Work to complete: Starting at the line that contains "the stadium in" and ending at the line that contains "(1235, 287)", recast those lines of the items below as a numbered list, leaving out any blank lines.

Provided records:

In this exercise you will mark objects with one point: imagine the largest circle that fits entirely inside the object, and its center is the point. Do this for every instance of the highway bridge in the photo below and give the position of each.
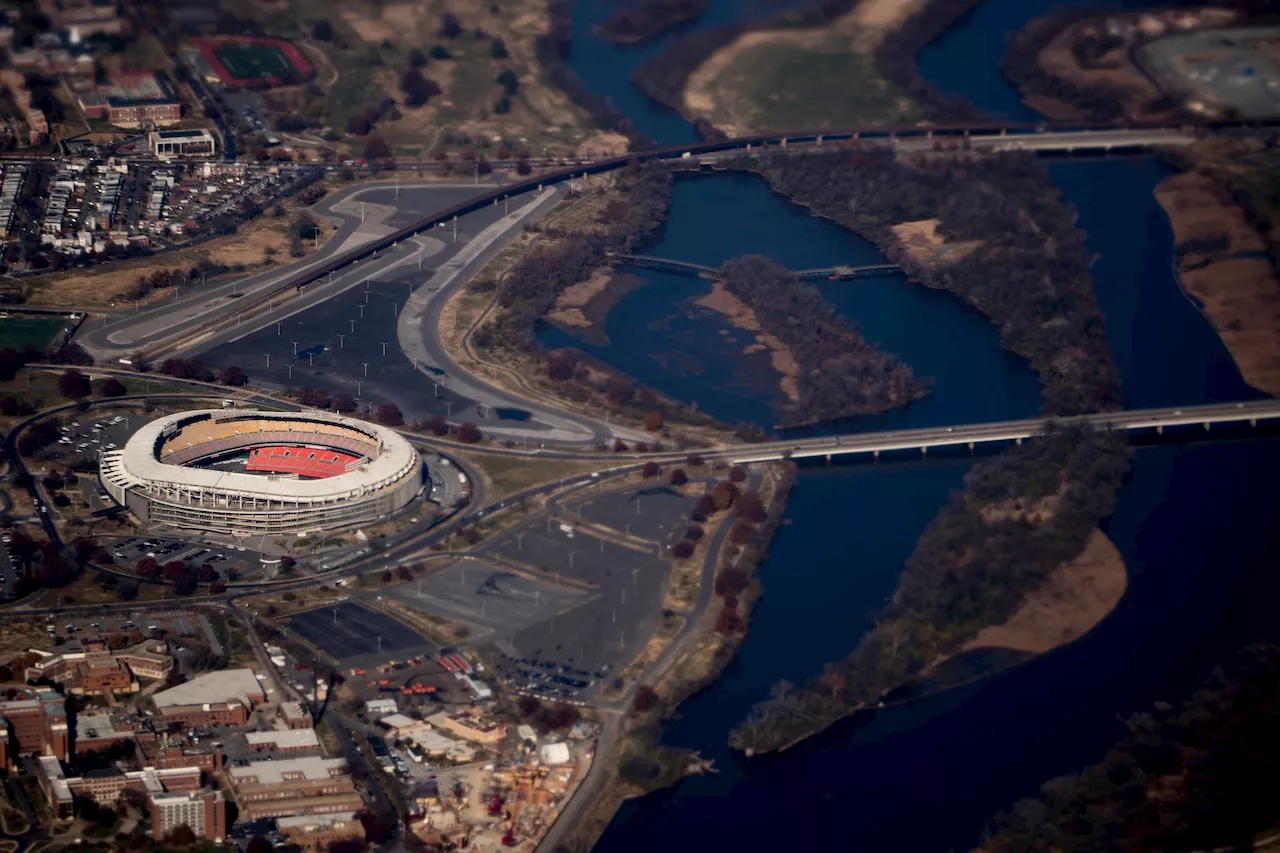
(1041, 136)
(686, 268)
(1009, 430)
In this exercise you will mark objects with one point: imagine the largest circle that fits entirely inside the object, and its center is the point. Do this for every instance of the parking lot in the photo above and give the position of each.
(224, 559)
(356, 634)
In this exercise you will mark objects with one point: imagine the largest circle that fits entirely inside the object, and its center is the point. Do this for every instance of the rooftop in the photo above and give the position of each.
(284, 739)
(273, 772)
(225, 685)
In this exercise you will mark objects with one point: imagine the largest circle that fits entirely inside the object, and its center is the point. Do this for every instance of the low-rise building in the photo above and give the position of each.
(470, 726)
(204, 812)
(318, 831)
(295, 787)
(283, 740)
(213, 698)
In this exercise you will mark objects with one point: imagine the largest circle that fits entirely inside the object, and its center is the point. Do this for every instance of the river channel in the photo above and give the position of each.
(1194, 536)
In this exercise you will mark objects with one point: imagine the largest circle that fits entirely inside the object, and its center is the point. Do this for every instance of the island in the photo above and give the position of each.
(650, 19)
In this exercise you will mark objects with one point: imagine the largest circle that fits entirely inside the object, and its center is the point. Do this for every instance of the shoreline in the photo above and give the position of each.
(707, 653)
(1223, 268)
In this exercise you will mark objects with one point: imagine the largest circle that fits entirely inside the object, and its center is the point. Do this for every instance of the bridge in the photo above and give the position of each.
(1009, 430)
(685, 268)
(1041, 136)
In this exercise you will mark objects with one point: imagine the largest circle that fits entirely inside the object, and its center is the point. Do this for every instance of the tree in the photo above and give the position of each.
(389, 415)
(645, 698)
(508, 81)
(449, 26)
(376, 149)
(74, 384)
(181, 835)
(233, 375)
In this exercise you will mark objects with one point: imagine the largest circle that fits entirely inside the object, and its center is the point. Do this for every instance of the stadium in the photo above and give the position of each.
(260, 471)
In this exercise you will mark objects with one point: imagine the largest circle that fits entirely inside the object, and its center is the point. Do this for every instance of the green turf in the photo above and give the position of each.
(36, 332)
(251, 60)
(782, 86)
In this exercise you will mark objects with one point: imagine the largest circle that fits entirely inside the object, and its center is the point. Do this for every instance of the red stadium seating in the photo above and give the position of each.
(305, 461)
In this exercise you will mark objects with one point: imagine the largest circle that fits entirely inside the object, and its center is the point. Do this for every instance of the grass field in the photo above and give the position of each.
(777, 86)
(22, 332)
(250, 62)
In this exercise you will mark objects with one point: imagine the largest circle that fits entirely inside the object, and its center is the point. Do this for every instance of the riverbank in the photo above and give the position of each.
(1077, 64)
(1224, 267)
(638, 763)
(776, 74)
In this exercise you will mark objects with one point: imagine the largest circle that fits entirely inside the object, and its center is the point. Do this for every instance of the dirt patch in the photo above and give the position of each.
(923, 243)
(741, 316)
(1077, 596)
(575, 297)
(606, 144)
(1235, 287)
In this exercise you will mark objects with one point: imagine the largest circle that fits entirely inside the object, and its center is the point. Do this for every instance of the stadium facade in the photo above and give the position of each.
(263, 471)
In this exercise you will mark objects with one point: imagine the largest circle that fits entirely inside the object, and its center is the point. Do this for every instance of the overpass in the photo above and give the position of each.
(1041, 136)
(700, 270)
(1009, 430)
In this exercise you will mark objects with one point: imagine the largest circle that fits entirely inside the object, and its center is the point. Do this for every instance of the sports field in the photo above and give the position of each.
(246, 60)
(21, 332)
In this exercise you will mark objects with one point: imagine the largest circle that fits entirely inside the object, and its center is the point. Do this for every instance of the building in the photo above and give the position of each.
(470, 726)
(213, 698)
(204, 812)
(296, 716)
(283, 740)
(318, 831)
(305, 471)
(91, 669)
(293, 787)
(137, 100)
(39, 725)
(196, 142)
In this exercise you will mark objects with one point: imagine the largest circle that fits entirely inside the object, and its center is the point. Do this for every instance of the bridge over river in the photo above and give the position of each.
(1009, 430)
(685, 268)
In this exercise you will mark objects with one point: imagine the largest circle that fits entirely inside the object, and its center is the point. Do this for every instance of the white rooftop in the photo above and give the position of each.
(397, 721)
(224, 685)
(269, 772)
(284, 738)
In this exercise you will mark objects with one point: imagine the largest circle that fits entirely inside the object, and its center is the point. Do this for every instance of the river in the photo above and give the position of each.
(1196, 538)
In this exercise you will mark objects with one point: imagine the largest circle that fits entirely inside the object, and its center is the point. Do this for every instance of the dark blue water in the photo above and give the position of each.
(607, 68)
(926, 776)
(1196, 534)
(661, 340)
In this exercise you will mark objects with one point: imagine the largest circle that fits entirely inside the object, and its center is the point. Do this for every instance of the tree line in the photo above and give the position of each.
(970, 569)
(1187, 778)
(841, 374)
(1029, 272)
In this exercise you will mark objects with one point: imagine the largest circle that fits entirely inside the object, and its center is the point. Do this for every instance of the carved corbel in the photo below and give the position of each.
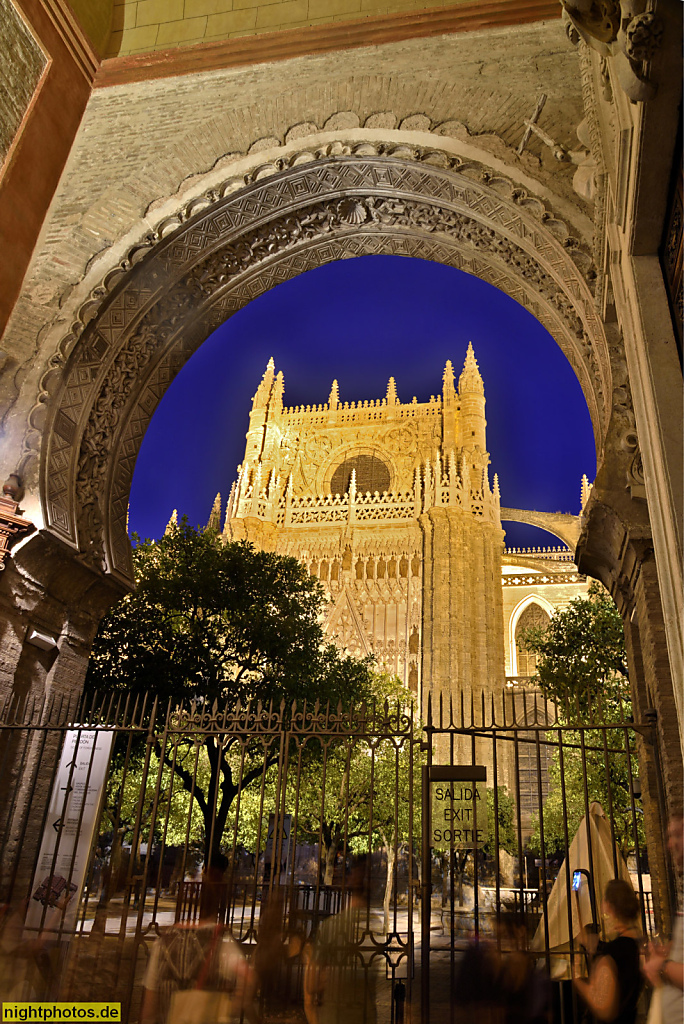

Result of the task:
1. In this exercise you will mark objects with one point: imagine the largest circle that fits entirely inside the object, and its center is the point. Do this for every instance of the stadium in the photo above and give the position of each.
2. (260, 471)
3. In this exercise you will mark objects with one point: imagine the largest circle that fits entirely inside the object, and its center is the point. Do this for every instance of the green turf in the photo above and give the position of each.
4. (36, 332)
5. (251, 60)
6. (782, 86)
7. In this exercise you will mark objects with one point: imagine the largest circle that fits entirely inside the object, and its center is the point. Do this for every instance of the red stadium seating in the photo above and give the position of each.
8. (305, 461)
9. In this exercise you will mark objects with one point: imagine the largest circle that fits entirely inside the object, and its center is the point. Do this for every instance of the grass field in the photo above and give the position of each.
10. (777, 86)
11. (22, 332)
12. (250, 62)
13. In this exercise you will mark objects with one point: imagine the largest circle that fits entirely inside the object, and its center is the point. Do this for every instance of the riverbank in the photo above and give the position of each.
14. (1077, 64)
15. (1224, 267)
16. (638, 763)
17. (776, 74)
18. In this exercise you will mark objects with one point: imagine the largest circle that fits entirely inside the object, and its center is the point. Do this for every instance of the dirt patch in the photo above and give the position of each.
19. (923, 243)
20. (741, 316)
21. (1077, 596)
22. (575, 297)
23. (606, 144)
24. (1235, 287)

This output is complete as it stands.